__What you should do__.
Each entry below is to be printed verbatim.

__Data extract__.

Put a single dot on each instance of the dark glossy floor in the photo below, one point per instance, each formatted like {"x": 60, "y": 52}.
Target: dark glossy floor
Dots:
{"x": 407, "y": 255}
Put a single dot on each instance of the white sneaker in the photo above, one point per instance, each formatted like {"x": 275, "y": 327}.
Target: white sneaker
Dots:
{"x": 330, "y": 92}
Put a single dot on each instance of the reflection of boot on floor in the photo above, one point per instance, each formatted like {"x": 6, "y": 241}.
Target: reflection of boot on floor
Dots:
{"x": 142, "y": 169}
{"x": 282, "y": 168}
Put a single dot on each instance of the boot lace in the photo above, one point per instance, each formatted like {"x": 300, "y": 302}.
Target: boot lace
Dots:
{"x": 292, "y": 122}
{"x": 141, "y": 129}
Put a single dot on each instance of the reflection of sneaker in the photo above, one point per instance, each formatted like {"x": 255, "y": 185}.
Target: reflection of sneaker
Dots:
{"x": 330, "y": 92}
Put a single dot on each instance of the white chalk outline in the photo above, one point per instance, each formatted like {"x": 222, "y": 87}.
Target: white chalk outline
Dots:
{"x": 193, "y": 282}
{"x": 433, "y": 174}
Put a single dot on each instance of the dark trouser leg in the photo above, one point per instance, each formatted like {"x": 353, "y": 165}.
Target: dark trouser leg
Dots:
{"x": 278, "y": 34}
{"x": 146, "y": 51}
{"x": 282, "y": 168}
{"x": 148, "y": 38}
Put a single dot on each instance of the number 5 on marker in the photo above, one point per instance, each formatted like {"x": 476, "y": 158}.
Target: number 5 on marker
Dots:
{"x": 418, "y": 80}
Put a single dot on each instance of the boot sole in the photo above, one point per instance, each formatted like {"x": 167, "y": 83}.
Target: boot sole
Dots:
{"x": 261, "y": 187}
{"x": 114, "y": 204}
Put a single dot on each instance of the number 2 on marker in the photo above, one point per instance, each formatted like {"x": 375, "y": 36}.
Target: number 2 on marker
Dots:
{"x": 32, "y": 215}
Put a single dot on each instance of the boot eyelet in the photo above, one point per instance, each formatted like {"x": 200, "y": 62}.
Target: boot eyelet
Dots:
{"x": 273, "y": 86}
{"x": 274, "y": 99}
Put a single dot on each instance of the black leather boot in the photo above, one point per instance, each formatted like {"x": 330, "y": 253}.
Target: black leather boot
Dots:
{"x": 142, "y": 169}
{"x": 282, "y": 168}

__Response__.
Put a single dot on each instance of the dark glossy floor in the photo below, one point per instance, each formatted like {"x": 60, "y": 52}.
Target: dark glossy floor
Dots:
{"x": 407, "y": 255}
Put a single dot on each instance of the white sneaker in the photo above, one point per instance, each formatted like {"x": 275, "y": 327}.
Target: white sneaker
Dots:
{"x": 330, "y": 92}
Put a single dot on each instance of the reflection of boot on floor in the photo above, one point per instance, each formatted like {"x": 6, "y": 241}.
Target: reflection of boot on floor
Dots:
{"x": 142, "y": 169}
{"x": 282, "y": 168}
Put a single dot on each instance of the boot lace in the photo above, one point per instance, each formatted like {"x": 300, "y": 302}.
Target: boot lace
Dots:
{"x": 292, "y": 122}
{"x": 141, "y": 129}
Put a single dot on each instance of the reflection of sneaker in the photo above, one point per instance, each formatted like {"x": 255, "y": 185}.
Target: reflection of sneaker
Dots:
{"x": 330, "y": 92}
Put a single dot on each instance of the white chalk outline in the photo above, one point per instance, each formatted like {"x": 222, "y": 87}.
Target: white chalk outline
Dots:
{"x": 193, "y": 282}
{"x": 433, "y": 174}
Put a single dot on each instance of the dark trouser leg in the photo above, one point per instance, each formatted like {"x": 353, "y": 165}.
Target: dark trouser leg
Dots:
{"x": 278, "y": 34}
{"x": 146, "y": 51}
{"x": 282, "y": 168}
{"x": 148, "y": 38}
Put a single dot on each instance of the number 5 on marker in the photo above, one point per instance, each formatted like {"x": 476, "y": 158}.
Target: number 5 on marker
Dots:
{"x": 418, "y": 80}
Put a single dot on each instance of the boot sole in the photo above, one point per instance, each formatted like {"x": 167, "y": 83}.
Target: boot sole
Dots:
{"x": 261, "y": 187}
{"x": 114, "y": 204}
Put a single dot on each instance of the number 2 on marker in the photo above, one point per instance, each formatted like {"x": 375, "y": 36}.
Target: number 2 on marker
Dots:
{"x": 32, "y": 215}
Put a single dot on each instance of the boot eyelet in the photo above, one point per instance, each formatted like {"x": 200, "y": 62}.
Target: boot eyelet
Dots:
{"x": 273, "y": 86}
{"x": 274, "y": 99}
Put a single dot on each instance of the black leather boot in the photo above, one point per instance, each formatted like {"x": 330, "y": 253}.
Target: black leather boot
Dots:
{"x": 142, "y": 169}
{"x": 282, "y": 168}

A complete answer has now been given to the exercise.